-- RECORD EXTRACTS follows --
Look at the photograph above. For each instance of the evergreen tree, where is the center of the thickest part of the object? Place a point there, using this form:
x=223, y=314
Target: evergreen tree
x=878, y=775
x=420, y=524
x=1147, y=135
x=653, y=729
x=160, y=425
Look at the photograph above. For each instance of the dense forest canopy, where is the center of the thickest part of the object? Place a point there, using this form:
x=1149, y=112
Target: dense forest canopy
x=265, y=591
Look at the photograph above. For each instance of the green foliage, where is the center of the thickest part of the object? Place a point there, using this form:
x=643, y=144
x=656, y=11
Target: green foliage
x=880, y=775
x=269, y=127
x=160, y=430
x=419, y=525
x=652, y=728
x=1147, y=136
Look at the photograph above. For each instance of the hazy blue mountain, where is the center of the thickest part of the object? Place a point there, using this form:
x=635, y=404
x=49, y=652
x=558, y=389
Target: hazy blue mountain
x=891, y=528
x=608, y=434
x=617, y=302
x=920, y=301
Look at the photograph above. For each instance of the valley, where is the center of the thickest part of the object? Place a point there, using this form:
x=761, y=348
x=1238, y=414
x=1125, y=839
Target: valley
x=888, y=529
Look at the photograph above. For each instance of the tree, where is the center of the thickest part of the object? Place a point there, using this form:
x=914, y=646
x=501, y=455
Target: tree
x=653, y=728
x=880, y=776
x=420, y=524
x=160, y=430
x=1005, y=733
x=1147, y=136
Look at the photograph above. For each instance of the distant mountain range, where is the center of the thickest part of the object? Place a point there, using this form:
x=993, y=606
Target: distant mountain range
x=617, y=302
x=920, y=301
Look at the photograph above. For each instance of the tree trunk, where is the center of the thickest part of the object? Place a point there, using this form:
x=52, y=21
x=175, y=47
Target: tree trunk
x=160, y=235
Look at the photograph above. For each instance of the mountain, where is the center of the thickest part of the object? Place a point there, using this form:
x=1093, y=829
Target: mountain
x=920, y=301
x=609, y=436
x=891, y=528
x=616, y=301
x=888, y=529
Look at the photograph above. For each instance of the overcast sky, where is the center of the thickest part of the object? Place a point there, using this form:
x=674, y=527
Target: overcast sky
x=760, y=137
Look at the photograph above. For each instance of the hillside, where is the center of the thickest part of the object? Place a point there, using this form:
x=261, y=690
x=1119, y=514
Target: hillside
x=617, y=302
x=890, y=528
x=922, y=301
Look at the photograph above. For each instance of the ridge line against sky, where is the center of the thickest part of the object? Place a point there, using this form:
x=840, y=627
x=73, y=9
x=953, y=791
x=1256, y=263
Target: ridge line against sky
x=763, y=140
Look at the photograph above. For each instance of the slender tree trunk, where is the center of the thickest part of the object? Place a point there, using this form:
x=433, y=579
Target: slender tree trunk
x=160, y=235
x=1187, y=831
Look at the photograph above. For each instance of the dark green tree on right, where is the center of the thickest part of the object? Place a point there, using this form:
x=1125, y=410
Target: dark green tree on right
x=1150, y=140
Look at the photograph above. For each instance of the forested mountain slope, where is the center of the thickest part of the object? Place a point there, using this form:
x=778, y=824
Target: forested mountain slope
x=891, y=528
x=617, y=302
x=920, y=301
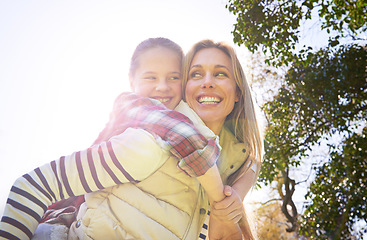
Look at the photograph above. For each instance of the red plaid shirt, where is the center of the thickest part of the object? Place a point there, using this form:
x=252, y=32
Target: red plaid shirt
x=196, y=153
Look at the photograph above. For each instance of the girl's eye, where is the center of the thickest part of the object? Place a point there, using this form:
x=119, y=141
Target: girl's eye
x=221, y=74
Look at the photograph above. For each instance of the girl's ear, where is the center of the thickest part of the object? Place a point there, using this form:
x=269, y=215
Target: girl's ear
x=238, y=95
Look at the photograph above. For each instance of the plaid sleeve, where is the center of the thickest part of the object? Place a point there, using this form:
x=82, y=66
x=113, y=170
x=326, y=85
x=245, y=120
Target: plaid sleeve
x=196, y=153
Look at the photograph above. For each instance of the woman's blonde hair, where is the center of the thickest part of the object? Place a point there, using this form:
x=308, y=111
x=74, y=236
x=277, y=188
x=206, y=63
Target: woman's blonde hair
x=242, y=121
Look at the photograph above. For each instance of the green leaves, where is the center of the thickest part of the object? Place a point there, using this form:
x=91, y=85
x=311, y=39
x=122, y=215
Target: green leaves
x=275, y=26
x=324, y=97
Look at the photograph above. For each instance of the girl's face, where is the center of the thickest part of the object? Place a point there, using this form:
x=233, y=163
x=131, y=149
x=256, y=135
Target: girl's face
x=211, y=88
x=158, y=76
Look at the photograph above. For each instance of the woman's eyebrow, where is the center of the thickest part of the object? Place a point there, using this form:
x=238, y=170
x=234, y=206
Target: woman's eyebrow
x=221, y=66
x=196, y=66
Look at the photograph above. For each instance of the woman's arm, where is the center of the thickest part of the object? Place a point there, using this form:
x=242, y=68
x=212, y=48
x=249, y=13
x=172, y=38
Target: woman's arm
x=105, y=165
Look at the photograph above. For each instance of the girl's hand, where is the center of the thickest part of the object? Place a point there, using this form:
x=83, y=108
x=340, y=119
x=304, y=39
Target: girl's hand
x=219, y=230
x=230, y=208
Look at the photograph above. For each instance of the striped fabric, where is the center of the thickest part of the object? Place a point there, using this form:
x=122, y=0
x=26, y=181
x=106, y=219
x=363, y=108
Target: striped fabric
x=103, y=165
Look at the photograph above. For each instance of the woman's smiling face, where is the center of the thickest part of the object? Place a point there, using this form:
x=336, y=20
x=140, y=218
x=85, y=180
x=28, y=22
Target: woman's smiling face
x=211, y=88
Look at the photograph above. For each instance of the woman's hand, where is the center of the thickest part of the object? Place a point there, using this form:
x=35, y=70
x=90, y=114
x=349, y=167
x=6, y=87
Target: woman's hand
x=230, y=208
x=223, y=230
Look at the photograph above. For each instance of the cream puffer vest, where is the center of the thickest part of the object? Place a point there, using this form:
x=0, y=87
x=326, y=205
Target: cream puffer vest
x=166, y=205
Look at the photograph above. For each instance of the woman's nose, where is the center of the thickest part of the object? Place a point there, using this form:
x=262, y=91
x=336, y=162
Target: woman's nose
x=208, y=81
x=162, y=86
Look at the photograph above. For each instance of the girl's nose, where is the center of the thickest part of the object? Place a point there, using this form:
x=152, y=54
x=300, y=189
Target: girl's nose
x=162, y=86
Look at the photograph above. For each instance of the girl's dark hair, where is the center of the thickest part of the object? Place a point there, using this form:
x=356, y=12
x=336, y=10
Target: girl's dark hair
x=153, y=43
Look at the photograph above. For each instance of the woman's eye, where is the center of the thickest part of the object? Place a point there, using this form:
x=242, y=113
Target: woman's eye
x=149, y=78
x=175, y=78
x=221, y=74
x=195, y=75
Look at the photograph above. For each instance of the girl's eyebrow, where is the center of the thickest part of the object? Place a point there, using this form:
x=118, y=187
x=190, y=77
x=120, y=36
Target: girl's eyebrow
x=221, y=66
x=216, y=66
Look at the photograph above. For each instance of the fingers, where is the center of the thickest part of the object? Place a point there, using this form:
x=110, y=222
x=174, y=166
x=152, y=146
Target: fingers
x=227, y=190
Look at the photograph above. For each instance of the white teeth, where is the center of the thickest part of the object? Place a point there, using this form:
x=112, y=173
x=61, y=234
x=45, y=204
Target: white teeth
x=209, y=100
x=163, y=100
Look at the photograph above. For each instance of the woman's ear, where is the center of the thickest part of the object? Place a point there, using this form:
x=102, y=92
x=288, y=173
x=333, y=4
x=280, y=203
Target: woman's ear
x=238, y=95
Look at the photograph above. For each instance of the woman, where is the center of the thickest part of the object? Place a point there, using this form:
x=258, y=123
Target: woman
-- RECORD EXTRACTS concluded --
-- RECORD EXTRACTS follows --
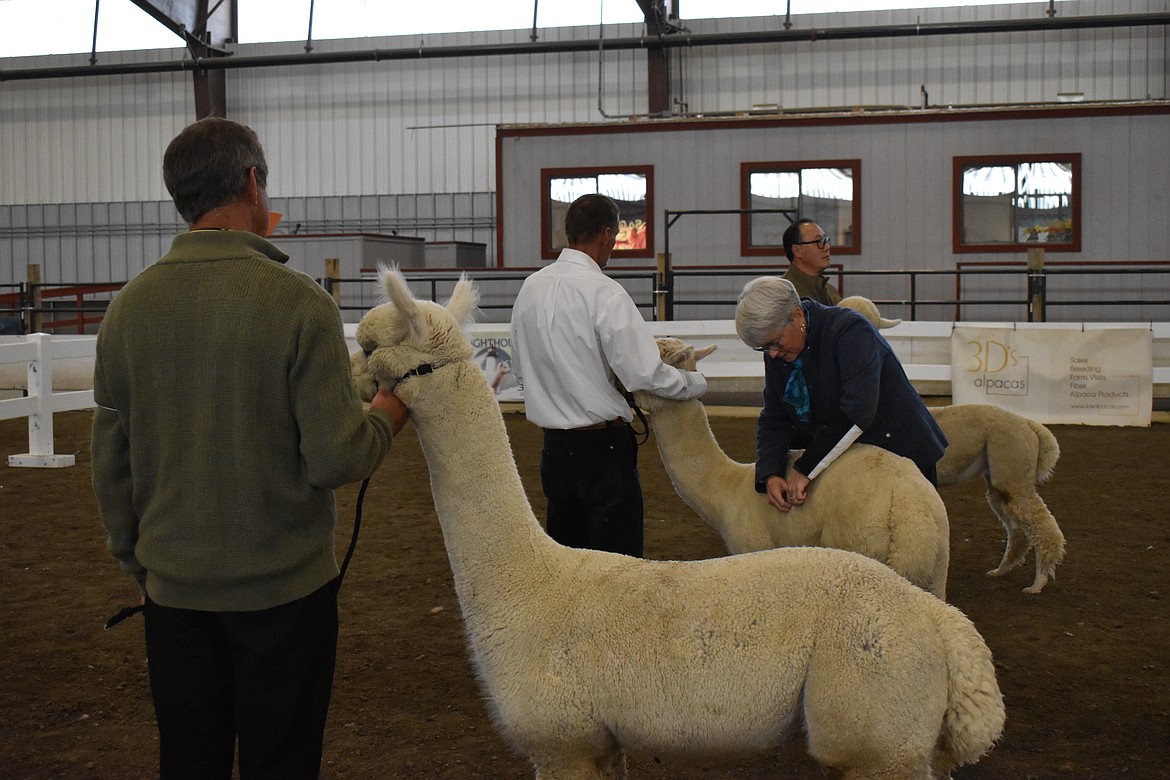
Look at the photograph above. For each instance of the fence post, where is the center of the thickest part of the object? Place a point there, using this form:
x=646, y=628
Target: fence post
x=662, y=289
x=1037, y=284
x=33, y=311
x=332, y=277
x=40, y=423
-- RECORD EXTRACTS concluded --
-- RECORD EXTRACTS follows --
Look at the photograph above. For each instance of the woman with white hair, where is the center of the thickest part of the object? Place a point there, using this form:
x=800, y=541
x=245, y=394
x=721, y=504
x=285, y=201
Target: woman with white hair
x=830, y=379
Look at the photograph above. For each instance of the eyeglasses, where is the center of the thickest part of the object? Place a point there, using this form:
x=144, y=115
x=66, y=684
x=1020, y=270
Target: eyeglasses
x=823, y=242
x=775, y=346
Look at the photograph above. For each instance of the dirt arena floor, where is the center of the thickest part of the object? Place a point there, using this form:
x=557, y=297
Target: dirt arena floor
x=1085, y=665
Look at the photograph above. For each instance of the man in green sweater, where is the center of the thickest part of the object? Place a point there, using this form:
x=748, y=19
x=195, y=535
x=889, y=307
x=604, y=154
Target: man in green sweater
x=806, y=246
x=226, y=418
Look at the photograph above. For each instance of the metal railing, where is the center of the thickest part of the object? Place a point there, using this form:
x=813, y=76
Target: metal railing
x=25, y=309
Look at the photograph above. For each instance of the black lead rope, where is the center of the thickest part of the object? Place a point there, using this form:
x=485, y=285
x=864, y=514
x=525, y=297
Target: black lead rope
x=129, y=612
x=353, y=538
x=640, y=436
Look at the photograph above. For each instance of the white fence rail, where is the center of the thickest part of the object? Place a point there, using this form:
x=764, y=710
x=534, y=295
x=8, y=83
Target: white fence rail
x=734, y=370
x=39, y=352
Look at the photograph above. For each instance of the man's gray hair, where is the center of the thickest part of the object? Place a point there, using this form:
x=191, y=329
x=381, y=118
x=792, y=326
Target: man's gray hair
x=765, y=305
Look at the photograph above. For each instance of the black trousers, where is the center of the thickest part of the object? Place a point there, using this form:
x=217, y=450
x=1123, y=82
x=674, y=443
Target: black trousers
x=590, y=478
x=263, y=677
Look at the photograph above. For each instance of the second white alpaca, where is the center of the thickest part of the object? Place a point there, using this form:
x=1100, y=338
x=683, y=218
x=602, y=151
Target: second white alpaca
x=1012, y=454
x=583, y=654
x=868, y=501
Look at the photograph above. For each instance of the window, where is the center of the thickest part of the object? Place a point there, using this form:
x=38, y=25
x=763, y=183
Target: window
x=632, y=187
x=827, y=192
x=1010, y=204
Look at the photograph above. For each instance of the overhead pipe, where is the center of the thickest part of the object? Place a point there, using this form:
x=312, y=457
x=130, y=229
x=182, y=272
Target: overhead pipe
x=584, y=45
-- RECORD EXTRACTS concluded --
● **ASSIGNMENT**
Every line from the line containing "Target: dirt arena floor" through the line containing "x=889, y=307" in the records above must be retyped exactly. Leave out the rest.

● **ANSWER SECTION**
Target: dirt arena floor
x=1085, y=665
Look at the photograph above. For each instance of the man in green sweater, where is the center of the thickest part of the object? Place a point there, using this form:
x=748, y=19
x=195, y=535
x=889, y=307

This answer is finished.